_Goals_
1/ According to the press release about the ceramic coffee cup, in what year was the Anthora designed?
2/ In one to three sentences, explain why the press release about the ceramic coffee cup says the Anthora has icon status.
3/ Resume the press release about the ceramic coffee cup, picking up right after its final sentence.

Press Release: Feel free to contact sales at exceptionlab.com to answer any questions. Higher resolution photos can be copied from this page: ::hi res photos (note that it is a very simple page with a bunch of large images that you can copy).

For immediate release.

World’s most famous paper coffee cup replicated in ceramic for home and restaurant use.

Graham Hill, along with millions of other New Yorkers, has always loved the everyday design of a particular blue paper takeout cup available at delis all over the city. The “Anthora”, designed in 1963, features Greek motifs and two shields on which are written “WE ARE HAPPY TO SERVE YOU”. Hundred of thousands of these cups feed the caffeine addictions of New Yorkers every year. The sheer number of them coupled with their forty-year history has given the cup icon status along with yellow taxis and the Statue of Liberty.

_Records supplied_
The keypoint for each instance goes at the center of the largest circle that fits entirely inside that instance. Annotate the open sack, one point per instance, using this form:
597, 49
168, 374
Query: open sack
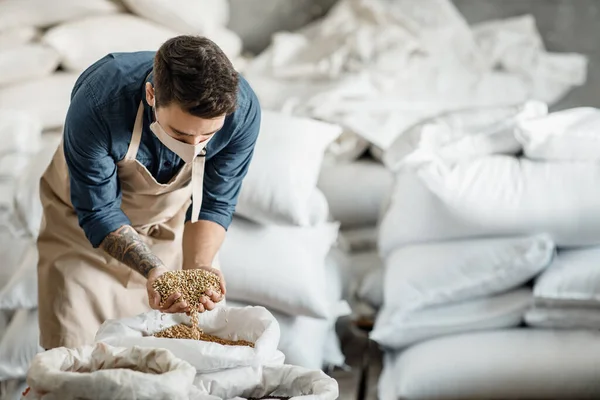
254, 324
106, 372
273, 380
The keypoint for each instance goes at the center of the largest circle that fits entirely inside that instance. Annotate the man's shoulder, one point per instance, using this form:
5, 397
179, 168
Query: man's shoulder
114, 75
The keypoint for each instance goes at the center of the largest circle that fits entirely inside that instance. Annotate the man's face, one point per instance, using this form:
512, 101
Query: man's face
181, 125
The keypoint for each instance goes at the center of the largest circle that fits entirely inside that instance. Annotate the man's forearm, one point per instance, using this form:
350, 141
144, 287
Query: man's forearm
125, 245
201, 242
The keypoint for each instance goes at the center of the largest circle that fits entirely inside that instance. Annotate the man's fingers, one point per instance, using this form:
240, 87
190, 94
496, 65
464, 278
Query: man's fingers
154, 299
176, 308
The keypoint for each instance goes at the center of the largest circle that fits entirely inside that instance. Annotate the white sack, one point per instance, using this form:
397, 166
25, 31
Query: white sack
21, 290
13, 389
371, 287
199, 17
17, 36
5, 317
381, 67
19, 345
302, 339
105, 372
46, 99
27, 195
510, 364
462, 135
43, 13
355, 191
494, 196
396, 330
512, 43
359, 239
311, 342
360, 266
79, 45
279, 267
20, 132
555, 317
570, 135
572, 279
348, 147
29, 61
279, 380
254, 324
515, 46
421, 276
285, 169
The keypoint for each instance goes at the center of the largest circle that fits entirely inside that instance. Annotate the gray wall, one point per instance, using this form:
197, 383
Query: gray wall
566, 25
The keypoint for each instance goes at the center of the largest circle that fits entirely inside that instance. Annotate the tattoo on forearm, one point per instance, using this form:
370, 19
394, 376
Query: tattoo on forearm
126, 246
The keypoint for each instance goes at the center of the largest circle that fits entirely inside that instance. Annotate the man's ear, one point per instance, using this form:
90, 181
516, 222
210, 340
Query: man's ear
150, 98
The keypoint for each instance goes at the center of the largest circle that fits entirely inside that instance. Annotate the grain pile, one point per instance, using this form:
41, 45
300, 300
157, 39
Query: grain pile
191, 284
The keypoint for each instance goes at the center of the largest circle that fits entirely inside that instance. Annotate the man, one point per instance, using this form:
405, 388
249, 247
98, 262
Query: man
154, 151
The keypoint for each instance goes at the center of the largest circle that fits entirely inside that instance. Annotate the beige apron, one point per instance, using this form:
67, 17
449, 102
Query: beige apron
80, 287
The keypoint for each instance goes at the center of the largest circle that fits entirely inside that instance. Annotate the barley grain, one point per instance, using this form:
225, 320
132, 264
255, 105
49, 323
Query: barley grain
192, 284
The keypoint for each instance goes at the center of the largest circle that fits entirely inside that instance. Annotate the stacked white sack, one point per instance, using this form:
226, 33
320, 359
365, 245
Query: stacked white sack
537, 364
566, 294
377, 68
429, 288
276, 248
19, 341
20, 136
36, 36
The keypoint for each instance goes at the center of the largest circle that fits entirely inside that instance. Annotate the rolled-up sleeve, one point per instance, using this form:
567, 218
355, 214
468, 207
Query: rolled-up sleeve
95, 189
225, 171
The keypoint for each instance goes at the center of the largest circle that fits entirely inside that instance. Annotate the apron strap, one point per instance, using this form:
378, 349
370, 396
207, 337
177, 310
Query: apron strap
136, 137
197, 184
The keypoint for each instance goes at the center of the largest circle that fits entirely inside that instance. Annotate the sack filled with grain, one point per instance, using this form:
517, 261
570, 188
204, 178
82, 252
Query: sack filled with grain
226, 337
105, 372
269, 382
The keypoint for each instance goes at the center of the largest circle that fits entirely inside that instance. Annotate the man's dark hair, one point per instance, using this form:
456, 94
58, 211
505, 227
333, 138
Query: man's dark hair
194, 72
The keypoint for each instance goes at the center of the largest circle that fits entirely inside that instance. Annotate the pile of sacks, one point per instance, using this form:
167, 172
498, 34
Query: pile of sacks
279, 251
127, 361
26, 152
465, 232
46, 44
381, 69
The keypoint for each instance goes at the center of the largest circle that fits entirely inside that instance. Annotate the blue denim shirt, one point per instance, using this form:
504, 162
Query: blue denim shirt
98, 129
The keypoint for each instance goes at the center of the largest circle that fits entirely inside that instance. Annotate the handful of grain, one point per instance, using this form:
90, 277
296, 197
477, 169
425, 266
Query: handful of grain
183, 331
190, 283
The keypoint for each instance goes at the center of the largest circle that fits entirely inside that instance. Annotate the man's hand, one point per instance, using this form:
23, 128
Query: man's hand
171, 305
208, 302
211, 299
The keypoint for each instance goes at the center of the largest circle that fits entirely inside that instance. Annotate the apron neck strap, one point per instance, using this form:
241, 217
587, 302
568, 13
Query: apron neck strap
136, 136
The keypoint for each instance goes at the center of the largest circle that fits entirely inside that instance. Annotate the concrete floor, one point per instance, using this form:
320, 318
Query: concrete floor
354, 346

_Answers provided_
1/ 1963

2/ The release credits the sheer number of Anthora cups, with hundreds of thousands used by New Yorkers every year, together with the cup's forty-year history. These two things have given it icon status alongside yellow taxis and the Statue of Liberty.

3/
Intrigued with how one might memorialize the most ephemeral of the New York icons, Hill contacted Sweetheart Cup Company Inc. and negotiated an exclusive licensing agreement. After a year producing the cups in Peru, he moved the production to Thailand, and then China, where he found a high quality, ethical manufacturer. They helped Hill develop prototypes that looked incredibly similar to the paper cups. So similar in fact, that when placed among other ceramic prototypes during a ceramics focus group, the participants didn’t even evaluate them. They simply thought someone had left their coffee cups on the table.

Graham’s cups join others in a recent trend in rendering disposables into permanent, useful objects. Artist/Designers such as Lorena Barrezueta, Olivia Shao, Miri Mizrahi, Rob Brandt and others have created ceramic and glass pieces imitating the form of Styrofoam, Tupperware and even plastic drinking bottles.

These useful, classy souvenir cups hold 10 oz of liquid. They can be heated in the microwave, washed in the dishwasher and are certified to be lead-free. The design of the rim, coupled with a hollow base allows one to comfortably drink a hot beverage without requiring a bulky handle. And since December 2005, they come in individual printed gift boxes specially designed for it.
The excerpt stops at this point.